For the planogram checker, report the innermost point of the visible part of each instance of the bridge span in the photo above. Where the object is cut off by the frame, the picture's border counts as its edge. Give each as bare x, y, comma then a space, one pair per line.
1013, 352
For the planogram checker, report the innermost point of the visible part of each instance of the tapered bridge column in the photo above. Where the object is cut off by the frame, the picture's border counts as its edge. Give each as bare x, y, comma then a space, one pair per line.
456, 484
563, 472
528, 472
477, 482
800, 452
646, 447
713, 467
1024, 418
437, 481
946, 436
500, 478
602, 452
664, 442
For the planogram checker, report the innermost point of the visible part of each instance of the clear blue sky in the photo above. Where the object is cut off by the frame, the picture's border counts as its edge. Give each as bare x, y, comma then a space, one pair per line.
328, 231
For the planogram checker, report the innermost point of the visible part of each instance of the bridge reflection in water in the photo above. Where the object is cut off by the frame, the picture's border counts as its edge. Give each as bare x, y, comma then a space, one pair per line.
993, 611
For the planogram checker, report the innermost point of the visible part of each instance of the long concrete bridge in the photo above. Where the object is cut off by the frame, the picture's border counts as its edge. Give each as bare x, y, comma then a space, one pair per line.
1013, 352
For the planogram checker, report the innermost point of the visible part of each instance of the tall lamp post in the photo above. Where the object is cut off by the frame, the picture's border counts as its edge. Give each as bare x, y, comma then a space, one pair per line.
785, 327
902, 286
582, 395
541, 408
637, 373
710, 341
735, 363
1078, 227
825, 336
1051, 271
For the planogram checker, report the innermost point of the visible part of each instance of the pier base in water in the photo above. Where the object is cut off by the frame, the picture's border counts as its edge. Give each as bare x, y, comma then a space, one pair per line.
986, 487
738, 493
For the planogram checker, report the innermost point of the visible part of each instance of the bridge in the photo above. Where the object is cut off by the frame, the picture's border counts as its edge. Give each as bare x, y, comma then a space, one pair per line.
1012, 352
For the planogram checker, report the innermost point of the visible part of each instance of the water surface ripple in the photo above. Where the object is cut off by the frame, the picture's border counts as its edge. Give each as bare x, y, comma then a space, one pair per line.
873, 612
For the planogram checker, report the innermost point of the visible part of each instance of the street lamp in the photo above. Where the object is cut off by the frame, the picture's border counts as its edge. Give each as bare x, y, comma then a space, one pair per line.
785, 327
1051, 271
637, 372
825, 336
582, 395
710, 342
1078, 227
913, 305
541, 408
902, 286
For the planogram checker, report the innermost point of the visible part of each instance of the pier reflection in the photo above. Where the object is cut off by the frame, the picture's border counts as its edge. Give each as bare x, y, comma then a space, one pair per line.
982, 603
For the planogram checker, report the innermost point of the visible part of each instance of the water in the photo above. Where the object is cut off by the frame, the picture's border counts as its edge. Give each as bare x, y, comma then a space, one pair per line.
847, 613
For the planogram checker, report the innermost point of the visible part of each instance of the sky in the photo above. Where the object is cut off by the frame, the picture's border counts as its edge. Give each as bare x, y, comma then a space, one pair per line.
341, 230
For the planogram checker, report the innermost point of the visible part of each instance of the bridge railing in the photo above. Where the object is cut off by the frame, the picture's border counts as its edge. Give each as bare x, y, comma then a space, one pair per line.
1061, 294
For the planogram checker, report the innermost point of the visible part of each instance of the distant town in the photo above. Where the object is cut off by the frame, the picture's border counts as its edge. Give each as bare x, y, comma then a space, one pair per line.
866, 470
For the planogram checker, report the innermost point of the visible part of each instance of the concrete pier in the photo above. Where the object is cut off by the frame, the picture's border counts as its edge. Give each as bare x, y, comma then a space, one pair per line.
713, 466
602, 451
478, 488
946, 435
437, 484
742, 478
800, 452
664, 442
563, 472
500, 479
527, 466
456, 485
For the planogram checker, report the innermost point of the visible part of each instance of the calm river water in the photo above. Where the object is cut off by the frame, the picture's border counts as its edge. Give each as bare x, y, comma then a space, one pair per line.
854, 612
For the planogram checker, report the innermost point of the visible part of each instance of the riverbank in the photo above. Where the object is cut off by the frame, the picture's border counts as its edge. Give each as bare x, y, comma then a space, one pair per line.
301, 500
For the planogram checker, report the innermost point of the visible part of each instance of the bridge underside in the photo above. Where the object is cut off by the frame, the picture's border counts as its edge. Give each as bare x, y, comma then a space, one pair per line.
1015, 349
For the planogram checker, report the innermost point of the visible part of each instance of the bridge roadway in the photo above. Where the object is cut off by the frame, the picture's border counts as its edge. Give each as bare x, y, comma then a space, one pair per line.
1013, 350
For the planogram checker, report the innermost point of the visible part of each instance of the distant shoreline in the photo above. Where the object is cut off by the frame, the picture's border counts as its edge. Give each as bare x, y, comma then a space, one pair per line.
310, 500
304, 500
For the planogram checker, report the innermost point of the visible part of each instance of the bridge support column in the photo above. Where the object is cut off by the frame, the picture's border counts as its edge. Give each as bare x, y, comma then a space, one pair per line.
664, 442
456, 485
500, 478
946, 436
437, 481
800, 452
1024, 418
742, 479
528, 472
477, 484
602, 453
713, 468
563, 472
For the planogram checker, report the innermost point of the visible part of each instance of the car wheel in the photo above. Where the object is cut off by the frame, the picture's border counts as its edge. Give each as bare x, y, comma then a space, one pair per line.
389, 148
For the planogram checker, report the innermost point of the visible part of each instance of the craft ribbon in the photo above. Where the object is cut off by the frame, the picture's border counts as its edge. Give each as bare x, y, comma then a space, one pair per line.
──────
*Goal of the exercise*: Write out again everything from the line containing "the bridge support" down to the end of the material, keeping the requests unchanged, and add -92 to each coordinate in the answers.

*Final result*:
For the planogram checker, report the innermost point of the visible part of each instance of the bridge support column in the photo above. Where the object is cut off by the frame, the picture's border counts as its edge. Give each as bare x, y, comma then a space, one pair per line.
572, 350
364, 393
408, 386
854, 344
345, 389
708, 360
932, 326
650, 387
436, 380
385, 392
510, 361
621, 376
471, 380
For the planogram checker, report the innermost point of the visible part of each instance of the car wheel in the photo above. Where the object is cut off by the frame, the picture's border counts as its edge. Give each as bare x, y, comma then a space, one pair per line.
297, 56
For the planogram checker, report the innermost point of the visible part of each instance of the craft ribbon in the photo above. Where the object is cut off by the frame, the picture's border counts as its edge. Give each as bare x, y, comma then a space, one pair per line.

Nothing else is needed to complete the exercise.